Records from a dataset:
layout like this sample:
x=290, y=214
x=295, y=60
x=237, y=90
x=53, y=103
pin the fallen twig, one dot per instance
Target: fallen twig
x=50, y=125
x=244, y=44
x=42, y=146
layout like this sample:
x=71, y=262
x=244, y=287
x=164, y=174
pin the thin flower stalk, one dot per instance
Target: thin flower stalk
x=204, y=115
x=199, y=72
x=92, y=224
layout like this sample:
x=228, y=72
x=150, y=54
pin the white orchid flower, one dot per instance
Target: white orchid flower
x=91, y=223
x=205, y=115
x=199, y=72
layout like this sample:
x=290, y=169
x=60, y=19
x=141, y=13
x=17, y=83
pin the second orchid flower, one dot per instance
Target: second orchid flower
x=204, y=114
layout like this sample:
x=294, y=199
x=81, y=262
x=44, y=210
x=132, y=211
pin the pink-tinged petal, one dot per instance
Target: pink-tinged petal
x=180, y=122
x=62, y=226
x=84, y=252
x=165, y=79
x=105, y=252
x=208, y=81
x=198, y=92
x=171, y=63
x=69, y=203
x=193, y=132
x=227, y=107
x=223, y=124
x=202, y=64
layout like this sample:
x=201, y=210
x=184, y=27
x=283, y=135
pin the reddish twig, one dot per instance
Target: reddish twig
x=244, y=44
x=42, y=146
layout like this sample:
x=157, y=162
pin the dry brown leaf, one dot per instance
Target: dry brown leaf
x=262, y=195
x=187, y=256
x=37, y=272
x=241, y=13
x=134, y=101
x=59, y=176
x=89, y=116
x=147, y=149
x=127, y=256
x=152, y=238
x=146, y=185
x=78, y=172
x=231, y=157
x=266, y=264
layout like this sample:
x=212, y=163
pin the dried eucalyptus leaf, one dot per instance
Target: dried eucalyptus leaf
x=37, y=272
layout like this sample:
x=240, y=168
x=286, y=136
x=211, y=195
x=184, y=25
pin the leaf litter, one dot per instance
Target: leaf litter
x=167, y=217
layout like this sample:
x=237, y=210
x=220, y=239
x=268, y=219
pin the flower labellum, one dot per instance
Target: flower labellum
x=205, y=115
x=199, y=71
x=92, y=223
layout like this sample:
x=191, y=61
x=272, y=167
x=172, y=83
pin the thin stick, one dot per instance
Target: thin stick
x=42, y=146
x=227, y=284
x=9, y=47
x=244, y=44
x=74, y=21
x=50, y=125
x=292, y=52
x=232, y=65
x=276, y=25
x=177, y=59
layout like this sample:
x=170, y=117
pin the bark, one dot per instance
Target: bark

REQUIREMENTS:
Present the lines from the first one through the line containing "x=92, y=224", both included, as a Markdown table with the columns No. and Line. Number each row and omit any blank lines.

RESULT FOR THIS EXERCISE:
| No. | Line |
|---|---|
| 1 | layout like this sample: |
| 2 | x=290, y=214 |
| 3 | x=295, y=60 |
| 4 | x=237, y=90 |
| 5 | x=53, y=103 |
| 6 | pin the fallen twig, one dot per instance |
| 7 | Target: fallen twig |
| 8 | x=50, y=125 |
| 9 | x=244, y=44 |
| 10 | x=42, y=146 |
| 11 | layout like this sample: |
| 12 | x=71, y=262 |
| 13 | x=244, y=287 |
| 14 | x=164, y=174 |
| 15 | pin the thin flower stalk, one dot per instance |
| 16 | Target: thin flower stalk |
| 17 | x=204, y=115 |
| 18 | x=199, y=72 |
| 19 | x=92, y=224 |